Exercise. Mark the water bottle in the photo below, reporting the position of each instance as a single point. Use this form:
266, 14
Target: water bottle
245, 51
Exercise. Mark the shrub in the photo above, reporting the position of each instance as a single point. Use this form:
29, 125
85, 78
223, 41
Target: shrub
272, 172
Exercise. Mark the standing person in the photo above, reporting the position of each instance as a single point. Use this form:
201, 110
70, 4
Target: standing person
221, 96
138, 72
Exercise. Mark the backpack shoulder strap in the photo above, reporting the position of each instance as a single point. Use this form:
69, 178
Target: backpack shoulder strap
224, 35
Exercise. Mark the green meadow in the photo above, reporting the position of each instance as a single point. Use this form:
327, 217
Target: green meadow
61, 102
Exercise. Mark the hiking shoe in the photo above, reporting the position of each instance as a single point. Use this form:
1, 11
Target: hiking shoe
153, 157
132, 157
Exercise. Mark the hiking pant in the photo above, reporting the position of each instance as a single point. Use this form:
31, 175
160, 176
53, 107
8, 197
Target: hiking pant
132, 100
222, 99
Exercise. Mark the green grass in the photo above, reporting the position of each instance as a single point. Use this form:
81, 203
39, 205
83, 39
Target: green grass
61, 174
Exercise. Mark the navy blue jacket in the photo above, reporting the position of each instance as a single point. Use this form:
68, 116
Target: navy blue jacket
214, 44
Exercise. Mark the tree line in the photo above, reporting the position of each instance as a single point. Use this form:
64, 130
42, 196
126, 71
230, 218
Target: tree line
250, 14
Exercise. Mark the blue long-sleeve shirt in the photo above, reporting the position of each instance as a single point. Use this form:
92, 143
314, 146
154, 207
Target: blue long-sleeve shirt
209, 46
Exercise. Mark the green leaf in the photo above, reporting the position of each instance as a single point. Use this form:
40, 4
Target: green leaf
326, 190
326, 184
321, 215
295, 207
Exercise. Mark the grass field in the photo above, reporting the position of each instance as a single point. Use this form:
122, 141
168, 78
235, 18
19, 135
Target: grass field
---
-- TASK TO COMPLETE --
Give back the lines above exactly, from the one with "Exercise. Mark the green meadow" through the last line.

-- WORKED ANSWER --
Exercise. Mark the green meadow in the photo above, reporting the position of each instance as a single point. Use this form:
327, 217
Target: green meadow
61, 102
Exercise. Mark the hiking shoe in the photo above, reporting the position of each instance as a single point. Use this form:
1, 11
Target: hiking shoe
153, 157
132, 157
Exercise. Mark the hiking pant in the photo above, reporting the position of each instance as a single point. Use this form:
31, 175
160, 176
53, 107
8, 197
Target: hiking pant
132, 100
222, 99
Exercise. Mark the green grass in the photo above, reporting the position of each instance as a single point. Use this form:
81, 203
39, 205
83, 39
Target: green grass
61, 174
Exercise. Mark the navy blue jacket in the photo above, reporting the position of each instance as a single point. Use this form:
68, 116
Target: navy blue jacket
214, 44
Exercise. Mark the tree line in the photo above, reporting the position of each instance as a single point. Use this form:
64, 130
42, 196
126, 71
230, 218
Target: tree line
250, 14
Exercise. Mark the blue long-sleeve shirt in the photo above, reporting the position of each instance as a single point. Use this form:
92, 143
314, 146
154, 207
Target: blue long-sleeve shirt
209, 46
Exercise. Mark the green leaf in the photo above, reporting the position of each instance as a single point. Use this form:
40, 4
Target: green leaf
326, 190
326, 184
321, 215
295, 207
Exercise. Mark the grass field in the photo above, reporting the position of each instance as a single point. Use this form:
122, 141
168, 78
235, 18
19, 135
Target: grass field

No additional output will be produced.